Page excerpt:

At the rear of the
fuselage of
most aircraft one finds a horizontal stabilizer and an
elevator to provide stability and control
of the up-and-down, or
pitching,
motion of the aircraft nose.
On many fighter planes,
in order to meet their high maneuvering requirements, the stabilizer
and elevator are combined into one large moving surface called a
stabilator.
Because the stabilator moves, it varies the amount of force
generated by the tail surface and is used to generate and control the
pitching motion of the aircraft.
There is usually a stabilator on each side of the
fuselage and they work in pairs; when the right stabilator goes
up, the left stabilator also goes up.
This slide shows what happens when the pilot deflects the
stabilators.
The stabilator is used to control the position of the nose of the aircraft
and the angle of attack of the wing. Changing the
inclination
of the wing to the local flight path changes the amount of lift which the
wing generates. This, in turn, causes the aircraft to
climb
or dive. During take off the stabilators are used to bring the nose of
the aircraft up to begin the climb out. During a banked turn, stabilator
inputs can increase the lift and cause a tighter turn. That is why
stabilator performance is so important for fighter aircraft.
The stabilators work by changing the angle of attack
of the horizontal stabilizer.

Stored rows:

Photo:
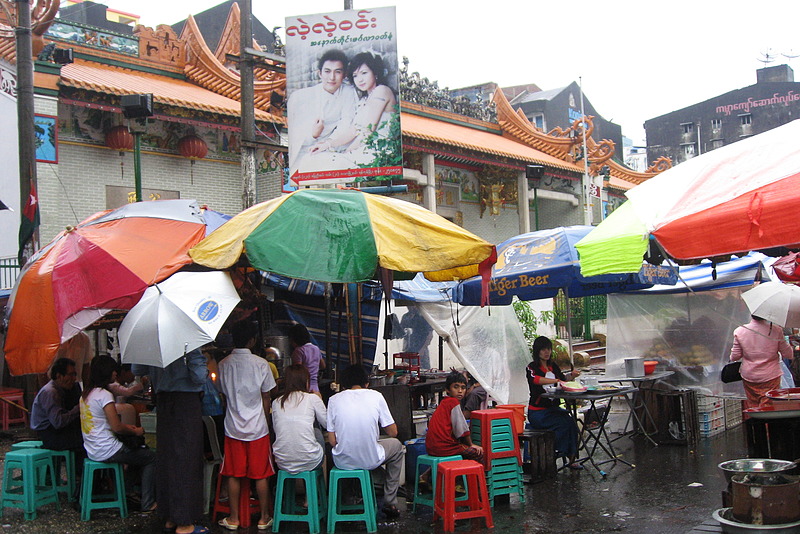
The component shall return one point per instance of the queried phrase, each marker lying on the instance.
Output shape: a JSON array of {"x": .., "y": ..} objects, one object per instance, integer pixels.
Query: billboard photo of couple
[{"x": 343, "y": 97}]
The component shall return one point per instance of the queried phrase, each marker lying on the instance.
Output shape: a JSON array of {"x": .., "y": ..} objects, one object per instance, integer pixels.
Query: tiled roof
[
  {"x": 119, "y": 81},
  {"x": 450, "y": 134}
]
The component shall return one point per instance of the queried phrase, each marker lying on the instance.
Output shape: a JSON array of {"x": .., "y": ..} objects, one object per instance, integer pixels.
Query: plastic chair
[
  {"x": 432, "y": 462},
  {"x": 210, "y": 464},
  {"x": 27, "y": 445},
  {"x": 285, "y": 500},
  {"x": 444, "y": 504},
  {"x": 117, "y": 499},
  {"x": 16, "y": 396},
  {"x": 31, "y": 489},
  {"x": 338, "y": 511}
]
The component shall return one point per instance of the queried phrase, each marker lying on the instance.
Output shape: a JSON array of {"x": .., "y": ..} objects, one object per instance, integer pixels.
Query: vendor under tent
[
  {"x": 488, "y": 343},
  {"x": 538, "y": 265},
  {"x": 689, "y": 331}
]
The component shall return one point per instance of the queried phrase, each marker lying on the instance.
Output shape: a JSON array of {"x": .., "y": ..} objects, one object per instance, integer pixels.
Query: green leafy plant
[{"x": 529, "y": 319}]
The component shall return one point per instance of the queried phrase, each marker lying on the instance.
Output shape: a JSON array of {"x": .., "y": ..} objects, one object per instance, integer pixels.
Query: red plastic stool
[
  {"x": 247, "y": 506},
  {"x": 16, "y": 396},
  {"x": 444, "y": 504},
  {"x": 494, "y": 431}
]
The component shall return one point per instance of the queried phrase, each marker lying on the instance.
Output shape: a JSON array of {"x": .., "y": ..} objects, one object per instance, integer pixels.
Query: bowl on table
[{"x": 650, "y": 366}]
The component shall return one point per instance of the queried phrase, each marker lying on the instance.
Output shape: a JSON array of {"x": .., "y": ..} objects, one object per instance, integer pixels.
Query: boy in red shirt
[{"x": 448, "y": 432}]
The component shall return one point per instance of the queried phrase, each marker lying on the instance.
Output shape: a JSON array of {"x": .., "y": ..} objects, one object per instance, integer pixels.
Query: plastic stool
[
  {"x": 315, "y": 494},
  {"x": 69, "y": 462},
  {"x": 31, "y": 490},
  {"x": 16, "y": 396},
  {"x": 493, "y": 430},
  {"x": 444, "y": 504},
  {"x": 367, "y": 511},
  {"x": 432, "y": 462},
  {"x": 503, "y": 478},
  {"x": 247, "y": 505},
  {"x": 87, "y": 487},
  {"x": 27, "y": 445}
]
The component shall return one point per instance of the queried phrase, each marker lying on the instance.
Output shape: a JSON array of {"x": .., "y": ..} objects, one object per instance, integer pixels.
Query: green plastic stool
[
  {"x": 432, "y": 462},
  {"x": 337, "y": 511},
  {"x": 315, "y": 494},
  {"x": 27, "y": 445},
  {"x": 30, "y": 490},
  {"x": 117, "y": 499}
]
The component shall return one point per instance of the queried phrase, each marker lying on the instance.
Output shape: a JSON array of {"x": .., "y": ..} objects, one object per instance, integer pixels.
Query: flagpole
[{"x": 27, "y": 136}]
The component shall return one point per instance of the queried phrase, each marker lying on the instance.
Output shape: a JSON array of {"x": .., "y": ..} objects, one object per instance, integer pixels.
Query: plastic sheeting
[
  {"x": 487, "y": 342},
  {"x": 690, "y": 333}
]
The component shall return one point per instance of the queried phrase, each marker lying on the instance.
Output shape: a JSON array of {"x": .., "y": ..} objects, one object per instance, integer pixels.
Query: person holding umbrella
[{"x": 760, "y": 344}]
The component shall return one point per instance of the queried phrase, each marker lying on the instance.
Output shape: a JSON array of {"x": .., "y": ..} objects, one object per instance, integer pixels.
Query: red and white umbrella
[{"x": 737, "y": 198}]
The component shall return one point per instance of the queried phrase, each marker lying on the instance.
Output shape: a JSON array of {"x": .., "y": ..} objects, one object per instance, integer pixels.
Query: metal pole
[
  {"x": 137, "y": 164},
  {"x": 587, "y": 211},
  {"x": 248, "y": 120},
  {"x": 25, "y": 105}
]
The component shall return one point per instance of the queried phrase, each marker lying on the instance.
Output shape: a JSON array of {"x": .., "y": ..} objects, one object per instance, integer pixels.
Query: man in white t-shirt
[
  {"x": 246, "y": 380},
  {"x": 354, "y": 416}
]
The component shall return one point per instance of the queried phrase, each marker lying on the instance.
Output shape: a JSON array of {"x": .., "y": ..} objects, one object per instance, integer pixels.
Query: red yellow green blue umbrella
[{"x": 341, "y": 235}]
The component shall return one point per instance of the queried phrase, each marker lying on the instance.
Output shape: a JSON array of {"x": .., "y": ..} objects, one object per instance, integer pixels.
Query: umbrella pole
[
  {"x": 328, "y": 337},
  {"x": 569, "y": 327}
]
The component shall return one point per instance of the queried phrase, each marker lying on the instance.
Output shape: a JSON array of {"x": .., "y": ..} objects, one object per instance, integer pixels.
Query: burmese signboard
[{"x": 343, "y": 97}]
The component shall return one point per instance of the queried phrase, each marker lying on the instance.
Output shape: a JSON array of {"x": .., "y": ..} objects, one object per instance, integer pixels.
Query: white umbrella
[
  {"x": 183, "y": 312},
  {"x": 775, "y": 302}
]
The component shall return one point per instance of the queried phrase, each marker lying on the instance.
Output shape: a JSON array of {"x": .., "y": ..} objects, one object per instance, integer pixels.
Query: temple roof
[
  {"x": 486, "y": 142},
  {"x": 120, "y": 81}
]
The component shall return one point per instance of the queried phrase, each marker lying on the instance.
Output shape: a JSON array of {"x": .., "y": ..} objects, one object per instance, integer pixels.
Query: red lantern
[
  {"x": 192, "y": 147},
  {"x": 119, "y": 138}
]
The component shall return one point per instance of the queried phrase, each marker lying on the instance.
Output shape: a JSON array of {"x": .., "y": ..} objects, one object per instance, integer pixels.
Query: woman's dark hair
[
  {"x": 373, "y": 63},
  {"x": 355, "y": 375},
  {"x": 540, "y": 343},
  {"x": 455, "y": 377},
  {"x": 298, "y": 334},
  {"x": 295, "y": 379},
  {"x": 100, "y": 373}
]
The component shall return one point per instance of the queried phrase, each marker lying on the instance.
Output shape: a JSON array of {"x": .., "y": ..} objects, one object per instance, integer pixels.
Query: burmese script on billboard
[{"x": 342, "y": 83}]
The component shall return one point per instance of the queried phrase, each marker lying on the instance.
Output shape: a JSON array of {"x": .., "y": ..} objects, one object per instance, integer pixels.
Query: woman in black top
[{"x": 544, "y": 413}]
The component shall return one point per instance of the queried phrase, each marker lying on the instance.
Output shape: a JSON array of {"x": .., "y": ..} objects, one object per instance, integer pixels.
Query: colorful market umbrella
[
  {"x": 733, "y": 199},
  {"x": 183, "y": 312},
  {"x": 538, "y": 264},
  {"x": 336, "y": 235},
  {"x": 106, "y": 262}
]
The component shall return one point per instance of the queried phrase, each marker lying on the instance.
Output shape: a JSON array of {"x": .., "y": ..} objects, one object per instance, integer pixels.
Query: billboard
[{"x": 343, "y": 93}]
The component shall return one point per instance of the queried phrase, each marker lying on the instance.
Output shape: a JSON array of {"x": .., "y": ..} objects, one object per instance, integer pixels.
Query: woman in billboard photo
[{"x": 376, "y": 103}]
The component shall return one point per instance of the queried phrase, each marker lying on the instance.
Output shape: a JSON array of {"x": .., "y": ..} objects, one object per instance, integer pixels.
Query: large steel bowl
[{"x": 749, "y": 466}]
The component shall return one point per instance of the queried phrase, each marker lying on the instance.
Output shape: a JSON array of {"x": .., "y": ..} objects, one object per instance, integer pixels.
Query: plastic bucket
[{"x": 518, "y": 417}]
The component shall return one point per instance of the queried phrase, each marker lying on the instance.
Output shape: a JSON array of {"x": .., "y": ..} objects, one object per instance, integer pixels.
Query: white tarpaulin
[{"x": 487, "y": 342}]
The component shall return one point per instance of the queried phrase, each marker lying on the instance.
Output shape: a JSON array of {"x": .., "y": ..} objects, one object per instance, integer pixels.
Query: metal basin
[
  {"x": 750, "y": 466},
  {"x": 732, "y": 526}
]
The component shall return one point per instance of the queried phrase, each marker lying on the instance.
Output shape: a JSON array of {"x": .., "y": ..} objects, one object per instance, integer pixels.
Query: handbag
[{"x": 730, "y": 372}]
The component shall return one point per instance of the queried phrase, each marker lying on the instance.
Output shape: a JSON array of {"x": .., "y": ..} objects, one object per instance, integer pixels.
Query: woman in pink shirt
[{"x": 760, "y": 345}]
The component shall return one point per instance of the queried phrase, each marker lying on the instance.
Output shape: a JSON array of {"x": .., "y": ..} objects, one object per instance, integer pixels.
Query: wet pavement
[{"x": 654, "y": 497}]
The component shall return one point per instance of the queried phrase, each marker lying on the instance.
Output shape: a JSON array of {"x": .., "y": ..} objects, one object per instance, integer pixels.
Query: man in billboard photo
[{"x": 316, "y": 112}]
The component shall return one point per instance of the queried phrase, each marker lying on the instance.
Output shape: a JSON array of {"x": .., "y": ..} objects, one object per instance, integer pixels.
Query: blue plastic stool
[
  {"x": 315, "y": 494},
  {"x": 87, "y": 485},
  {"x": 432, "y": 462},
  {"x": 337, "y": 511},
  {"x": 31, "y": 489}
]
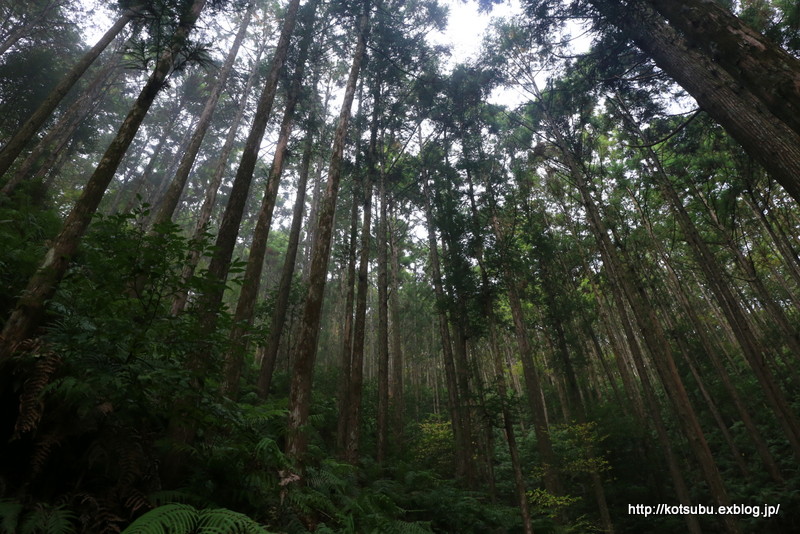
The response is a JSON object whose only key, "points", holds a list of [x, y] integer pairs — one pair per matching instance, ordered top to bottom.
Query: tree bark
{"points": [[23, 136], [767, 138], [237, 200], [170, 201], [203, 218], [245, 307], [29, 313], [302, 370]]}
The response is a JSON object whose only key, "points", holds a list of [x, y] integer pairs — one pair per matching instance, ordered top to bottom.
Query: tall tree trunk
{"points": [[25, 27], [757, 63], [67, 123], [23, 136], [767, 138], [140, 182], [173, 195], [209, 199], [218, 267], [245, 307], [28, 315], [278, 320], [657, 343], [712, 352], [754, 352], [345, 360], [356, 379], [396, 390], [300, 392], [453, 403], [382, 422]]}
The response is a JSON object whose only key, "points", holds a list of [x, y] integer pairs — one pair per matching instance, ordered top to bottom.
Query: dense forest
{"points": [[284, 266]]}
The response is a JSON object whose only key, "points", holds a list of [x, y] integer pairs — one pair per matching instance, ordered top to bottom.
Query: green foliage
{"points": [[23, 233], [38, 519], [185, 519]]}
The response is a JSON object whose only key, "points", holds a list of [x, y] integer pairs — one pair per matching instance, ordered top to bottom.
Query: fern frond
{"points": [[31, 406], [9, 515], [167, 519], [185, 519], [46, 520], [224, 521]]}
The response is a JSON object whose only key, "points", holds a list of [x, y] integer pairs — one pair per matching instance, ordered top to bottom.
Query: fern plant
{"points": [[40, 519], [185, 519]]}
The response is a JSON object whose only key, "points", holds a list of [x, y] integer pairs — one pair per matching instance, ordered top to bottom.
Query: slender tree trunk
{"points": [[25, 28], [757, 63], [66, 125], [23, 136], [767, 138], [140, 182], [237, 200], [170, 201], [203, 218], [287, 273], [245, 307], [29, 313], [383, 323], [741, 327], [347, 335], [658, 345], [722, 373], [396, 390], [300, 392], [354, 393], [453, 403]]}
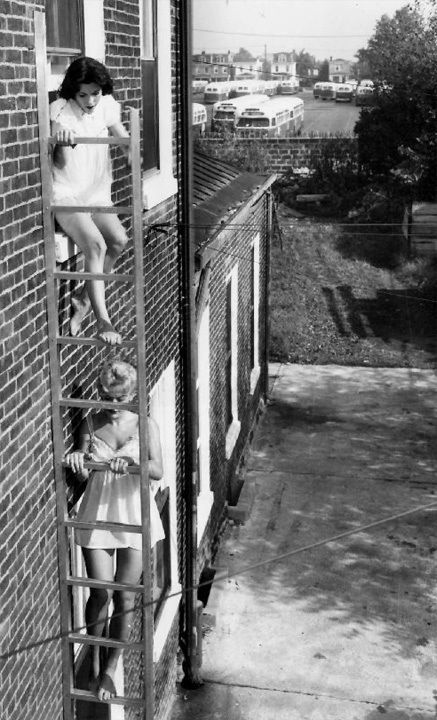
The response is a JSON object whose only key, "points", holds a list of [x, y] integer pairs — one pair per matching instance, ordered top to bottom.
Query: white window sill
{"points": [[158, 187], [254, 377], [232, 437], [205, 501], [165, 621]]}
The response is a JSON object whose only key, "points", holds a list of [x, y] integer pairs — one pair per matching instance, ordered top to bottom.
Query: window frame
{"points": [[159, 183], [255, 324], [231, 384], [163, 411], [205, 497]]}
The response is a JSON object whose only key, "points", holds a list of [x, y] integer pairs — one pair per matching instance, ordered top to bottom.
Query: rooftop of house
{"points": [[219, 191]]}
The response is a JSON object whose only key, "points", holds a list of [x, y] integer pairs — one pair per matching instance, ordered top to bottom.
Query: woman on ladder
{"points": [[82, 176], [114, 495]]}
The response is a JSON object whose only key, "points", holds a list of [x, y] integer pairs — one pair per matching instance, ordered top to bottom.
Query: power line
{"points": [[288, 37], [226, 576]]}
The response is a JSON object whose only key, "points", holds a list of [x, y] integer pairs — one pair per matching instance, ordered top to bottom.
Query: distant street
{"points": [[321, 116], [327, 116]]}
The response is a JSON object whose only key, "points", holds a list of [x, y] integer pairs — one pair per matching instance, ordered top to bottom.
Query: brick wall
{"points": [[275, 155], [235, 247], [31, 682]]}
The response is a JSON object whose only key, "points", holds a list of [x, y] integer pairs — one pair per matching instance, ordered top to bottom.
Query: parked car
{"points": [[345, 93], [364, 95]]}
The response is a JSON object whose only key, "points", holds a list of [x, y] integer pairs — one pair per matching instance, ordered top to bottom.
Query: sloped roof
{"points": [[219, 190]]}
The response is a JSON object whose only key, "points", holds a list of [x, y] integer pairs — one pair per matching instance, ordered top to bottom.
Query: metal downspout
{"points": [[268, 251], [189, 351]]}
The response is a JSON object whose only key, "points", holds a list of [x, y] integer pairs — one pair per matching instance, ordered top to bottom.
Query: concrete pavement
{"points": [[345, 630]]}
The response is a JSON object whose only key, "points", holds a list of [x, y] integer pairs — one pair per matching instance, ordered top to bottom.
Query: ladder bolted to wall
{"points": [[58, 402]]}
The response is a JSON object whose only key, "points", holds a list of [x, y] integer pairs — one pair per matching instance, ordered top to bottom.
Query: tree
{"points": [[397, 136]]}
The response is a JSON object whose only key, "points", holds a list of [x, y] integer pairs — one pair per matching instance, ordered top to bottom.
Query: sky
{"points": [[324, 28]]}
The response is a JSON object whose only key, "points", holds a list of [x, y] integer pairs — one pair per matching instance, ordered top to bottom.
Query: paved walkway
{"points": [[346, 630]]}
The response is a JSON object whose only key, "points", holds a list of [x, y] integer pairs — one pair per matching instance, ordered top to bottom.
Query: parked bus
{"points": [[199, 85], [245, 87], [270, 87], [288, 87], [316, 89], [216, 91], [328, 91], [344, 93], [364, 95], [224, 112], [279, 116], [199, 118]]}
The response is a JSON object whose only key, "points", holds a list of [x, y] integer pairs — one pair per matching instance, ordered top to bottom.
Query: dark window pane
{"points": [[64, 19], [150, 114], [252, 308], [161, 553]]}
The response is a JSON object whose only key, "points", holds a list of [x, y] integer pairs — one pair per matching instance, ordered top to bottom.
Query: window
{"points": [[65, 26], [73, 28], [149, 73], [158, 181], [254, 314], [231, 362], [166, 586]]}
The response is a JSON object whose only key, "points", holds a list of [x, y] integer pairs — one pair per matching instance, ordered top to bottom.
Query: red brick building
{"points": [[129, 37]]}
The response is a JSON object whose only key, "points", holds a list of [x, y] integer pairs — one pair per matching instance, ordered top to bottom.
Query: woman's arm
{"points": [[118, 130], [64, 137], [155, 452], [75, 459]]}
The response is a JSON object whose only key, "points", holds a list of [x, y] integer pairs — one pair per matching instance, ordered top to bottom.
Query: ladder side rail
{"points": [[137, 232], [55, 382]]}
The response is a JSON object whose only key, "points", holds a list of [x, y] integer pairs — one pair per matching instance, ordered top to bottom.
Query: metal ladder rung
{"points": [[85, 140], [119, 209], [115, 277], [67, 340], [98, 404], [134, 469], [103, 525], [75, 581], [105, 642], [90, 697]]}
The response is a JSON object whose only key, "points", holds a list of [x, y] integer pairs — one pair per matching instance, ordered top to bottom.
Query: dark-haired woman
{"points": [[82, 175]]}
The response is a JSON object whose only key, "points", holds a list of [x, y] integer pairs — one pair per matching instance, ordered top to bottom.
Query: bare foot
{"points": [[81, 308], [106, 332], [106, 689]]}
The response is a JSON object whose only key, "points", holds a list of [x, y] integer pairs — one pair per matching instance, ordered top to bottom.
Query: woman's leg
{"points": [[85, 233], [114, 235], [100, 566], [129, 570]]}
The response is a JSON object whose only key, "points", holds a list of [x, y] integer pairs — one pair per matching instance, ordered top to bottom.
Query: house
{"points": [[146, 47], [284, 65], [212, 66], [247, 67], [340, 70]]}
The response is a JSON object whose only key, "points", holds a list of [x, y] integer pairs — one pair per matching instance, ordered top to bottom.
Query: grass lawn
{"points": [[350, 296]]}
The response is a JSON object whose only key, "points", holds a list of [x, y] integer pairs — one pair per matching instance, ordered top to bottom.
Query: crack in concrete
{"points": [[303, 693]]}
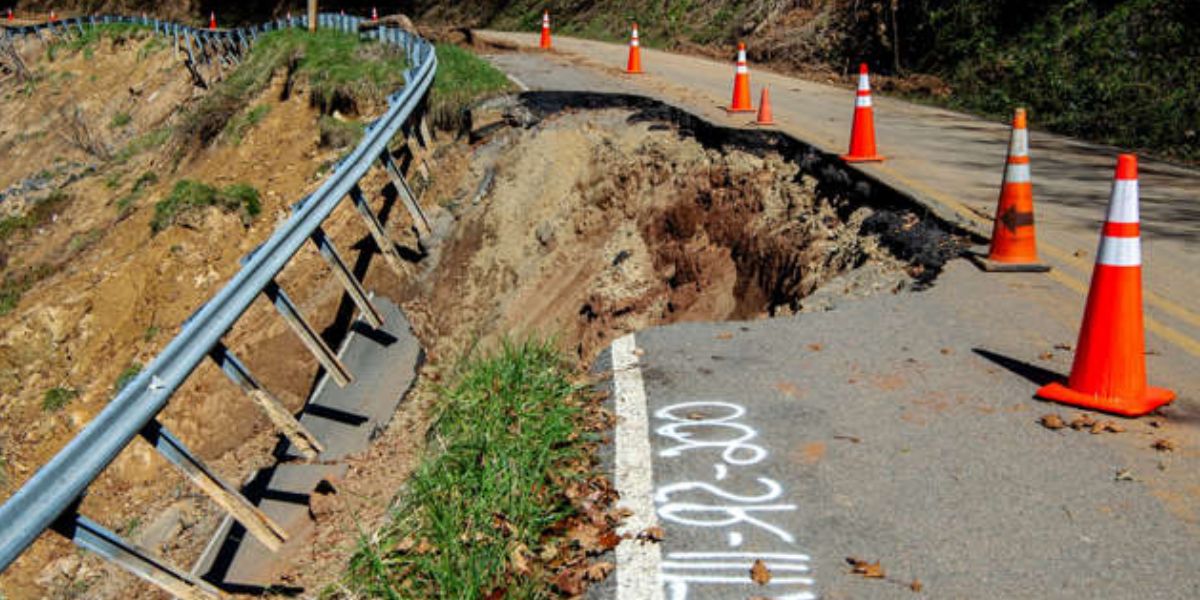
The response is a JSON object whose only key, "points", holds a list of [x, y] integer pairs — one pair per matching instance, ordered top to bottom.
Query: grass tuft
{"points": [[462, 78], [189, 196], [507, 427]]}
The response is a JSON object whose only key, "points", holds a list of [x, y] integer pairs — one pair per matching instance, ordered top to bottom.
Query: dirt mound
{"points": [[605, 222]]}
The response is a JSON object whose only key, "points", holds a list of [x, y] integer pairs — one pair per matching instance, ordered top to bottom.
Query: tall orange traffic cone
{"points": [[545, 31], [635, 53], [741, 84], [766, 117], [862, 132], [1013, 238], [1109, 372]]}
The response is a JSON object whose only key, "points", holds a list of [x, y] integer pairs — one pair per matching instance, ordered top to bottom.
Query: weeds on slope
{"points": [[341, 70], [462, 78], [504, 504]]}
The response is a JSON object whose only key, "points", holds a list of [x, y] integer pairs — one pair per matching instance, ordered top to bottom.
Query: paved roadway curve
{"points": [[951, 161], [901, 429]]}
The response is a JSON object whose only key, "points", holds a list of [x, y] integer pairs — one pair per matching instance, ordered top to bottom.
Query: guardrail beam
{"points": [[406, 195], [381, 235], [352, 285], [307, 334], [300, 437], [265, 531], [93, 537]]}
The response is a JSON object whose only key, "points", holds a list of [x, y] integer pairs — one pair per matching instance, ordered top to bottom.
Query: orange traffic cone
{"points": [[545, 31], [635, 53], [742, 84], [765, 114], [862, 133], [1013, 238], [1109, 372]]}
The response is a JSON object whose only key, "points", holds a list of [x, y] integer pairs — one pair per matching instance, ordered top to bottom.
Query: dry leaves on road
{"points": [[1051, 421], [654, 534], [869, 570], [760, 574]]}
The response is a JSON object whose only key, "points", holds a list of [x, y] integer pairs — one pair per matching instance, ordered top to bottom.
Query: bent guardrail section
{"points": [[51, 497]]}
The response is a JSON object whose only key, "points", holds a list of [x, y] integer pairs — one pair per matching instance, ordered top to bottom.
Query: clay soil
{"points": [[581, 227]]}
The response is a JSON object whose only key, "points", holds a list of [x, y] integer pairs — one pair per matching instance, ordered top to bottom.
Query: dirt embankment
{"points": [[105, 292]]}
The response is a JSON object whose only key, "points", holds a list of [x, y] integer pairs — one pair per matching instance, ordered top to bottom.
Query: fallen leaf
{"points": [[1051, 421], [1081, 421], [651, 534], [609, 540], [520, 563], [870, 570], [599, 571], [760, 574], [570, 582]]}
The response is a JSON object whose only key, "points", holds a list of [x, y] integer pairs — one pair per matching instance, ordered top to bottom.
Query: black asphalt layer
{"points": [[898, 430]]}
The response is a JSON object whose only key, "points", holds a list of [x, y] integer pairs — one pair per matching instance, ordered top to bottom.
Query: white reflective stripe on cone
{"points": [[1019, 145], [1017, 174], [1123, 205], [1120, 251]]}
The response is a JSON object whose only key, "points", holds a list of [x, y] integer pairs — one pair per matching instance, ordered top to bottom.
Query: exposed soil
{"points": [[579, 225]]}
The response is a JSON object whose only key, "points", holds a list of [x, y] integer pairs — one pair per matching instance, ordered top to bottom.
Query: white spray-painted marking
{"points": [[714, 426], [637, 563]]}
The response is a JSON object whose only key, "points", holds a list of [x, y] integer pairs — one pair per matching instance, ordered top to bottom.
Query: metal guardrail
{"points": [[49, 499]]}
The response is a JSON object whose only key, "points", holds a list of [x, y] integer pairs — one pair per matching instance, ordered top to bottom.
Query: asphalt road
{"points": [[949, 161], [901, 429]]}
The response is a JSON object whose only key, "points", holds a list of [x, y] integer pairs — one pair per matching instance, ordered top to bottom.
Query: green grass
{"points": [[341, 71], [462, 78], [120, 120], [246, 120], [189, 196], [37, 215], [127, 376], [57, 399], [507, 426]]}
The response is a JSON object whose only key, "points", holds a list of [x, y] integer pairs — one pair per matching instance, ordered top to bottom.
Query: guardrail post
{"points": [[406, 195], [381, 235], [352, 285], [307, 334], [300, 437], [233, 502], [93, 537]]}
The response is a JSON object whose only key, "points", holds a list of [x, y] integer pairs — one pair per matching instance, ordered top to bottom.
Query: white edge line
{"points": [[516, 82], [637, 563]]}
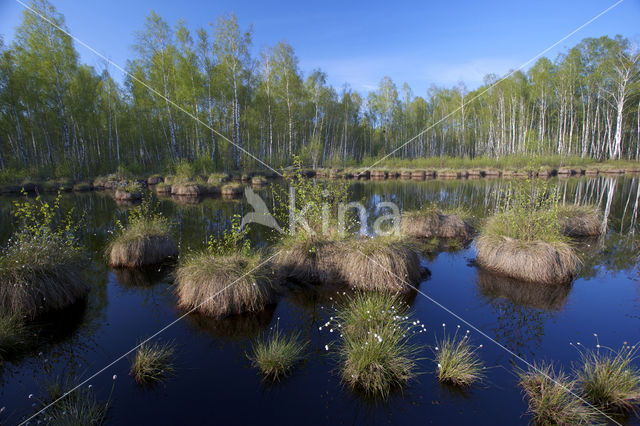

What is needed:
Answer these from the stabilator text:
(a) On many fighter planes, which two surfaces are combined into the stabilator?
(b) When the right stabilator goes up, what does the left one do?
(c) What are the stabilators used for during takeoff?
The records have nothing to do with the text.

Solution to this task:
(a) The horizontal stabilizer and the elevator.
(b) It also goes up.
(c) To bring the nose of the aircraft up to begin the climb out.